___ Document passage ___
Table 5 Minimum, median, and maximum values of the source code metrics computed for the 11, 772 time methods of the 20 open source Java projects with number of statements (# Statements), McCabe Cyclomatic Complexity (CC), and number of variables (# Variables)

We have performed our experiment to measure the time and memory consumption of our approach on a MacBook Pro with a 2.5GHz Intel i7 CPU, 16GB of main memory, running macOS 10.13.6.

The two columns on the left hand-side of Table 6 with the heading Full Project show the total time to process all methods of each project. Since our approach consists of two phases, we first computed the time required (using Eclipse JDT) to parse the source code into an Abstract Syntax Tree. Depending on the project size, our approach required from 3 seconds for parsing the source code of NanoHTTPD to more than 5.73 hours for parsing the source code of AWS-SKD-Java. Not surprisingly, the projects with the highest number of methods (see Table 2) also took the longest time to parse. For most of the projects, namely 16, the parsing took less than 13 minutes.

Table 6 Time required to parse (Parsing) and extracting the timed automata (TA), along with the minimum, median, and maximum amount of Time and Memory required by our prototype tool to generate a timed automaton

Regarding the second phase, the extraction of the timed automata, the results are presented in the column TA. For 16 projects, our approach extracted the timed automata in less than 17 minutes. Also for this phase NanoHTTPD took the least amount of time, namely 10 seconds, while AWS-SKD-Java took 1.9 hours.

Furthermore, since our approach computes the time constraints for only time methods, we also computed the time and memory used to produce the timed automata for these methods. We report the minimum, median, and maximum amount of time and memory per project in the columns on the right hand side of Table 6. In addition, we also show the distributions of the time and memory consumption with violin plots in Fig. 5.

Fig. 5
figure 5

Violin plots with the distribution and the quartiles of time and memory consumption

Note, these results comprise both, the parsing and the extraction of the timed automaton for a given time method. Looking at the table and the violin plots, we can see that the time required to process a method varies from 98ms to 2857ms with a median value of 192ms using between 3 and 89MB of memory with a median value of 9.5MB. With respect to the median time, the time methods in the Hadoop project took the longest to process, namely 233ms, while the time methods in the Elastic-Job project took the least amount of time, namely 115ms. The maximum amount of time to process a time method was in the Hadoop project, namely 2857ms. The violin plot for Time in Fig. 5 shows that for 93.25% of the time methods, our tool required less than 381ms.

With respect to the median memory consumption, the processing of the time methods in Airavata consumed the highest amount of memory, namely 12MB. Instead, the time methods in Hadoop required the minimum but also the maximum amount of memory with 3MB and 89MB, respectively. Looking at the memory violin plot in Fig. 5, 95.37% of time methods required less than 18MB of memory to be processed by our prototype tool.
___
> [Work instructions]:
1. From the passage on processing time and memory, write out word for word the stretch from "We have performed" through "than 13 minutes.".
2. Answer these from the passage on processing time and memory, one line each:
(a) How much main memory did the machine used for the experiment have?
(b) How long did NanoHTTPD take in the timed automata extraction phase?
(c) Which project's time methods had the highest median memory consumption?
___ Data excerpt ___
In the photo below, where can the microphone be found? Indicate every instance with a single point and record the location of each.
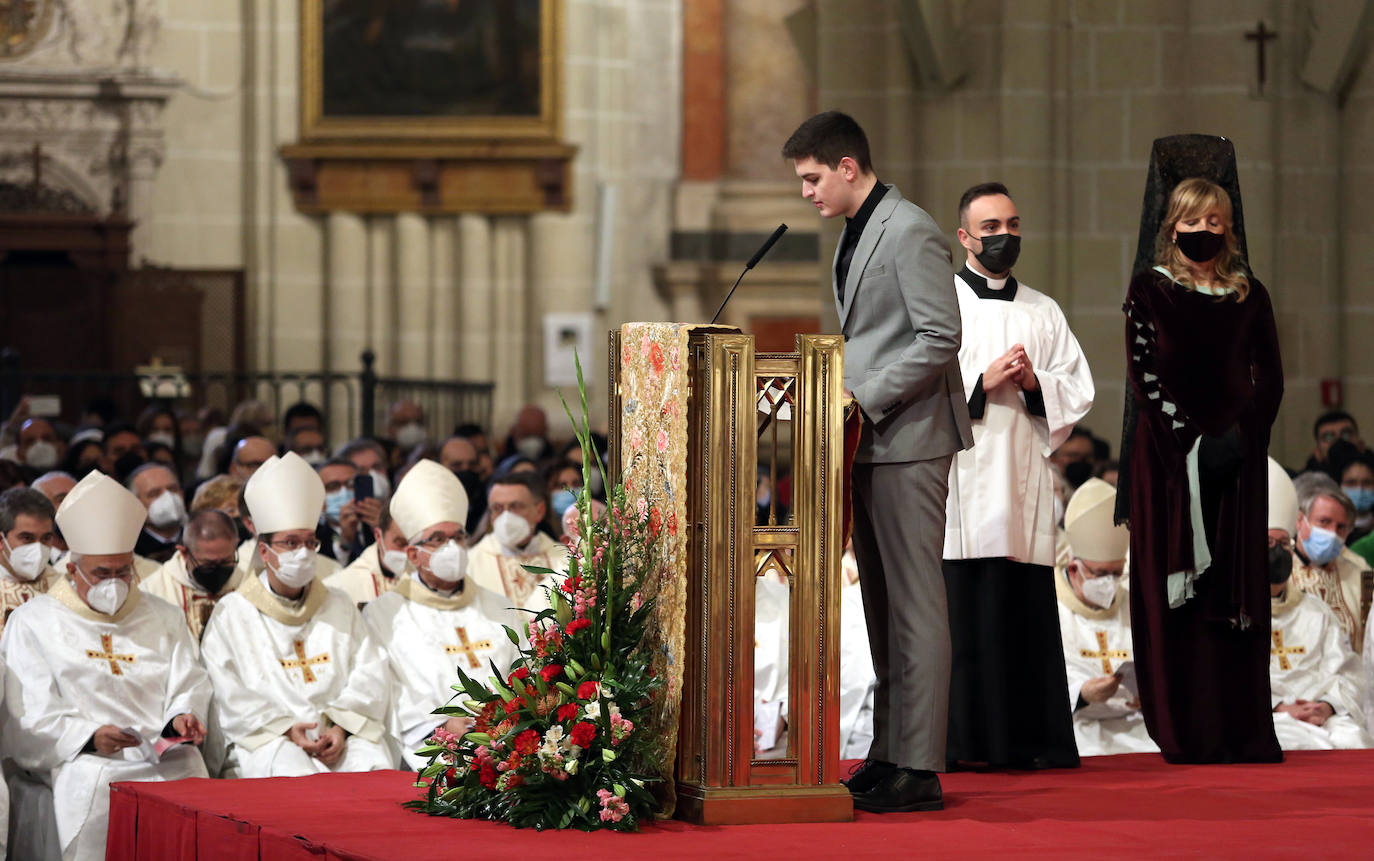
(753, 261)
___
> [Solutions in order]:
1.
We have performed our experiment to measure the time and memory consumption of our approach on a MacBook Pro with a 2.5GHz Intel i7 CPU, 16GB of main memory, running macOS 10.13.6.

The two columns on the left hand-side of Table 6 with the heading Full Project show the total time to process all methods of each project. Since our approach consists of two phases, we first computed the time required (using Eclipse JDT) to parse the source code into an Abstract Syntax Tree. Depending on the project size, our approach required from 3 seconds for parsing the source code of NanoHTTPD to more than 5.73 hours for parsing the source code of AWS-SKD-Java. Not surprisingly, the projects with the highest number of methods (see Table 2) also took the longest time to parse. For most of the projects, namely 16, the parsing took less than 13 minutes.

2.
(a) 16GB
(b) 10 seconds
(c) Airavata, at 12MB